■ Data listing:
++++

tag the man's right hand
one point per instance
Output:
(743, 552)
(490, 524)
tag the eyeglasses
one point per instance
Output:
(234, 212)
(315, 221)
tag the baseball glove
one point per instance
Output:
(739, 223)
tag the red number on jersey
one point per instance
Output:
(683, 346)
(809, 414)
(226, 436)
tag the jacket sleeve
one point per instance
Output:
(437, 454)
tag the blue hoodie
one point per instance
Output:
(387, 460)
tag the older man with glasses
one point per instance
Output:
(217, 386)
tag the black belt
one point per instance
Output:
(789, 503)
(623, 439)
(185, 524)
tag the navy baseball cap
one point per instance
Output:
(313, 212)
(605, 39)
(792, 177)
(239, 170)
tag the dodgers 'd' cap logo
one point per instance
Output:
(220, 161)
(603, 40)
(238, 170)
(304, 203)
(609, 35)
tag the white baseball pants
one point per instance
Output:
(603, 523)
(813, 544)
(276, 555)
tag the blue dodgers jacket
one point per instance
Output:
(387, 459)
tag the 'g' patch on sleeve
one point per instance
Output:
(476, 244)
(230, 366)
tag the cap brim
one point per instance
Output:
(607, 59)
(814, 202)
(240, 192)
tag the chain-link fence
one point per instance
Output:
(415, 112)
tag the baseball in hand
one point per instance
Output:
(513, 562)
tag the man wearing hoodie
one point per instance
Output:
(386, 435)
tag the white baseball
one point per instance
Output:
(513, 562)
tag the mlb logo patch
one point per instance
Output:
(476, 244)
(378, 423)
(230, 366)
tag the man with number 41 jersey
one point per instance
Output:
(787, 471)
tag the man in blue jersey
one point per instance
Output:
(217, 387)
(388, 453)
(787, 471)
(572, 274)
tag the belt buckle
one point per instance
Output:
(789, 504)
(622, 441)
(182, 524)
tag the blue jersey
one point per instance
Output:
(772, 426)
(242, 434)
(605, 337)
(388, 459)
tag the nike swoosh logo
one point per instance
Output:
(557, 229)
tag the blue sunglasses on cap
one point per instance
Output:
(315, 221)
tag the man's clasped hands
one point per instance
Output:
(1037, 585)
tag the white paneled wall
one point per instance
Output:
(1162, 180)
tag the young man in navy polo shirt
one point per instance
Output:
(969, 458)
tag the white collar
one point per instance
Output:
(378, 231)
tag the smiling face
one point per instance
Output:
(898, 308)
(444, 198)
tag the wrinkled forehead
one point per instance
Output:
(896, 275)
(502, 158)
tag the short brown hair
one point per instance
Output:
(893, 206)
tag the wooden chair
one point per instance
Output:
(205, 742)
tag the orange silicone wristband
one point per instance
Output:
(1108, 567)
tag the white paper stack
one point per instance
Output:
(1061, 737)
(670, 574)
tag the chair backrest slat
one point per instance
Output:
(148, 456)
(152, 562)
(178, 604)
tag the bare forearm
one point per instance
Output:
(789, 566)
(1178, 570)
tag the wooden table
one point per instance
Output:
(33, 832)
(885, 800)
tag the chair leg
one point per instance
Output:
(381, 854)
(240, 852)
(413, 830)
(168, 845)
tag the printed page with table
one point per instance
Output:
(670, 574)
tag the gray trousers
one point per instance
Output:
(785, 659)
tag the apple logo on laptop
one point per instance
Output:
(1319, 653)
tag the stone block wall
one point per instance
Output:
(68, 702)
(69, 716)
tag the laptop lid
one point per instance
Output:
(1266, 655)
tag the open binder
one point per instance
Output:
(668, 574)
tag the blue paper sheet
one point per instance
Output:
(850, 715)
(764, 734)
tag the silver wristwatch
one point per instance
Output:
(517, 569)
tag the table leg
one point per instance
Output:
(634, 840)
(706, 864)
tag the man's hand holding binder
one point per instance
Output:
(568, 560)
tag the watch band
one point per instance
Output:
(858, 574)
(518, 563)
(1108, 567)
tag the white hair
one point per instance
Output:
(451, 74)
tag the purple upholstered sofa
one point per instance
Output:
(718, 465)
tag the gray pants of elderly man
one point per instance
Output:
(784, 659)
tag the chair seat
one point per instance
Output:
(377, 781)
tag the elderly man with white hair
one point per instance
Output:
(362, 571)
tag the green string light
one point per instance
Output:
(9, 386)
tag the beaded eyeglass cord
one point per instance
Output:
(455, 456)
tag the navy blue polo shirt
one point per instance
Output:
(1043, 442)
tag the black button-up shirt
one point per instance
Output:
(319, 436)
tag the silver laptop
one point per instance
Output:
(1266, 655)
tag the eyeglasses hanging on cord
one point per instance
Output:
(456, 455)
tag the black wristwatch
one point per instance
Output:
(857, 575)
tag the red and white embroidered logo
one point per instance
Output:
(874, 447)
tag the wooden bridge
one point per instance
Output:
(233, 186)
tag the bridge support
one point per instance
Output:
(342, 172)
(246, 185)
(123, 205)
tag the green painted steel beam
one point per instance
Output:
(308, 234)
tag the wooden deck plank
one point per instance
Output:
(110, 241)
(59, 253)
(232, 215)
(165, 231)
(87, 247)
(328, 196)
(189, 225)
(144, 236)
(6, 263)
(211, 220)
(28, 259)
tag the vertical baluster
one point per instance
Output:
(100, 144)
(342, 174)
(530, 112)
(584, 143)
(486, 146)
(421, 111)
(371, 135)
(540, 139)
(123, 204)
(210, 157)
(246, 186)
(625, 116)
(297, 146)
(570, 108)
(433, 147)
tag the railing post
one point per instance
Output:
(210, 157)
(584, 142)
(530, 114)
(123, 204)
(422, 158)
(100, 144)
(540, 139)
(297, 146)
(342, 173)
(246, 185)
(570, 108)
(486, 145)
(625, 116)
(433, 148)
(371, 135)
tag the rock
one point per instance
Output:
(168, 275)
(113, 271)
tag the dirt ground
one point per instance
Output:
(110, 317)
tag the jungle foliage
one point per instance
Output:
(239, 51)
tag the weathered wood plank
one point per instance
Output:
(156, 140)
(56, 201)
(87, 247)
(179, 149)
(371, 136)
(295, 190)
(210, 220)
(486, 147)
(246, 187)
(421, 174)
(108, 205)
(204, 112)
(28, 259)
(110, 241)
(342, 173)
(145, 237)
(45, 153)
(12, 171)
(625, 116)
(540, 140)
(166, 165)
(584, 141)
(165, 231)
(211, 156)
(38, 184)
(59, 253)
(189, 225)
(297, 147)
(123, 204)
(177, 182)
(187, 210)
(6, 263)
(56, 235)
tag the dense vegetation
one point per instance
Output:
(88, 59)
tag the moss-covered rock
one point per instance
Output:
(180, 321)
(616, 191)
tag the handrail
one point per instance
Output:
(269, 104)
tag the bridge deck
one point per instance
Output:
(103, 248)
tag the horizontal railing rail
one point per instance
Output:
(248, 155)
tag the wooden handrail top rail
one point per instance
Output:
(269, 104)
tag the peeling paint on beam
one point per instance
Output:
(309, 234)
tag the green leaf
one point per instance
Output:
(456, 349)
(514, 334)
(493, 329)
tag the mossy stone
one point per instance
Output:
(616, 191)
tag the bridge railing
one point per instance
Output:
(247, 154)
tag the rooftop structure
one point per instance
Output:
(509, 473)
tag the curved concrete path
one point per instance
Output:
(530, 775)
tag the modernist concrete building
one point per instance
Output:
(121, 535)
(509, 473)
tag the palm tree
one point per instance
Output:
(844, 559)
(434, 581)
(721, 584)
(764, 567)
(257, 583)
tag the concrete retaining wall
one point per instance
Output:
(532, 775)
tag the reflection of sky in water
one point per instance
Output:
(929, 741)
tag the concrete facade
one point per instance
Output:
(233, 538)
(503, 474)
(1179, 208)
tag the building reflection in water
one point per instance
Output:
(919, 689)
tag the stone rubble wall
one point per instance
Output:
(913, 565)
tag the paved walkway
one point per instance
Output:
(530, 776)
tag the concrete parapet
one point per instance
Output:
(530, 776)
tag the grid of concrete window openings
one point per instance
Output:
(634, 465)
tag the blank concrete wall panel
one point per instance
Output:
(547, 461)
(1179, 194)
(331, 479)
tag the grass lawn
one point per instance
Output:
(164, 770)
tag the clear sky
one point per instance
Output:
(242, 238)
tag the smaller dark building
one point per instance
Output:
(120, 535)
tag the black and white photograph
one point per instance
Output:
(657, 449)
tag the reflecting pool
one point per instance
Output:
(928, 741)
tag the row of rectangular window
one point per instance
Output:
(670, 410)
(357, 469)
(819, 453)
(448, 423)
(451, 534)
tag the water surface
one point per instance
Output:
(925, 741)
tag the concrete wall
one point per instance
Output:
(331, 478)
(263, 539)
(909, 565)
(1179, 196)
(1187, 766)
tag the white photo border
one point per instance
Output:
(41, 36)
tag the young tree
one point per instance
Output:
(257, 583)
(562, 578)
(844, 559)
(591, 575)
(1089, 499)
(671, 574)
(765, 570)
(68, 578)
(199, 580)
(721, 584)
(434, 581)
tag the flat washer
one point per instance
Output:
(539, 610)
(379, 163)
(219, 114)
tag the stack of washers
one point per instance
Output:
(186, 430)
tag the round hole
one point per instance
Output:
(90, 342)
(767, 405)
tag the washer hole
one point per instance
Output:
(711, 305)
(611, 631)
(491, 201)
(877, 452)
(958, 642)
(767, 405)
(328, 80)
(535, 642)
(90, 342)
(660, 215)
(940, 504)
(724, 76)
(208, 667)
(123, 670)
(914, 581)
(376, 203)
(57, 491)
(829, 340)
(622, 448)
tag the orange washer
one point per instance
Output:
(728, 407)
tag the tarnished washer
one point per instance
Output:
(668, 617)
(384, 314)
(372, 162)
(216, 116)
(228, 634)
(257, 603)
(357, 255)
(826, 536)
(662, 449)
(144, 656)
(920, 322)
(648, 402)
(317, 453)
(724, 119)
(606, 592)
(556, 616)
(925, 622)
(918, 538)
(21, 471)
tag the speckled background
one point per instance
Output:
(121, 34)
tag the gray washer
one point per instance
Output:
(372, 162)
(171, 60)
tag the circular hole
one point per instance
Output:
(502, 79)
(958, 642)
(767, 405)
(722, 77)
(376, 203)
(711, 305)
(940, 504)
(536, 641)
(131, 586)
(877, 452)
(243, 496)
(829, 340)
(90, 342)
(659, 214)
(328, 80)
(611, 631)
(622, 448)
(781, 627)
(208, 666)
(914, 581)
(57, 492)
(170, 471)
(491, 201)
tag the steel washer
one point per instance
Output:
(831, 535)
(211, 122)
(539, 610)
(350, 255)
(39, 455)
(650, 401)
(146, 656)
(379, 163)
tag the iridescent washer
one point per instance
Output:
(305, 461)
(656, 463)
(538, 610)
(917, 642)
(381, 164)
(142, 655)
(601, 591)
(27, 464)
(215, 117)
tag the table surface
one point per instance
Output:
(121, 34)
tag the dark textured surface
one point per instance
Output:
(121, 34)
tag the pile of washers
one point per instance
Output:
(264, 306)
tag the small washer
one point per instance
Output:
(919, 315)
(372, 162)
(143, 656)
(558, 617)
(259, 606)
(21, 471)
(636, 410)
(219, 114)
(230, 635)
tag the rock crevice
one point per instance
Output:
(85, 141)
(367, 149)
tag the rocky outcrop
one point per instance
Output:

++++

■ Task directions:
Render every line from the one containing "tag the iridescent washer" through the end of the records as a numbered list, omitting blank lines.

■ Response for this exercise:
1. tag the iridescent washer
2. one point per instance
3. Output:
4. (305, 461)
5. (656, 463)
6. (538, 610)
7. (917, 642)
8. (381, 164)
9. (142, 655)
10. (601, 591)
11. (27, 464)
12. (215, 117)
13. tag the table surface
14. one point per instance
15. Output:
16. (121, 34)
17. tag the dark textured surface
18. one point per instance
19. Output:
20. (121, 34)
21. tag the pile of washers
22. one point per instance
23. Output:
24. (264, 306)
25. tag the small washer
26. one point per instance
27. Output:
28. (919, 315)
29. (372, 162)
30. (143, 656)
31. (558, 617)
32. (259, 606)
33. (21, 471)
34. (636, 410)
35. (219, 114)
36. (230, 635)
37. tag the rock crevice
38. one point per instance
39. Output:
40. (85, 141)
41. (367, 149)
42. tag the rocky outcrop
43. one point per instance
44. Output:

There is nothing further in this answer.